>> start DOCUMENT EXTRACT
In this repo, we provide a set off scripts that helps to manage amazon ec2 instances on your personal computers.
To run this these scripts you need to install the following dependencies:
- Amazon Command Line Interface (aws-cli): This package provides a unified command line interface to Amazon Web Services. The aws-cli package works on Python versions
3.7.x and greater
.
The following steps show how to install or update to the latest version of the AWS CLI version 2 by using the standard macOS user interface and your browser. If you are updating to the latest version, use the same installation method that you used for your current version. In your browser, download the macOS pkg file: https://awscli.amazonaws.com/AWSCLIV2.pkg. Double-click the downloaded file to launch the installer. Follow the on-screen instructions.
Follow these steps from the command line to install the AWS CLI on Linux.
curl "https://awscli.amazonaws.com/awscli-exe-linux-x86_64.zip" -o "awscliv2.zip"
>> end DOCUMENT EXTRACT
# TASK DESCRIPTION
Copy word for word the passage of the readme on the EC2 management scripts, starting at "The following steps" and ending at "CLI on Linux.".
>> start GIVEN DATA
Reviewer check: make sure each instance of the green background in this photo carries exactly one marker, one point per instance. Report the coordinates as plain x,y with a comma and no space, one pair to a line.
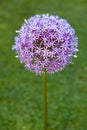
>> end GIVEN DATA
# WRITTEN ANSWER
The following steps show how to install or update to the latest version of the AWS CLI version 2 by using the standard macOS user interface and your browser. If you are updating to the latest version, use the same installation method that you used for your current version. In your browser, download the macOS pkg file: https://awscli.amazonaws.com/AWSCLIV2.pkg. Double-click the downloaded file to launch the installer. Follow the on-screen instructions.
Follow these steps from the command line to install the AWS CLI on Linux.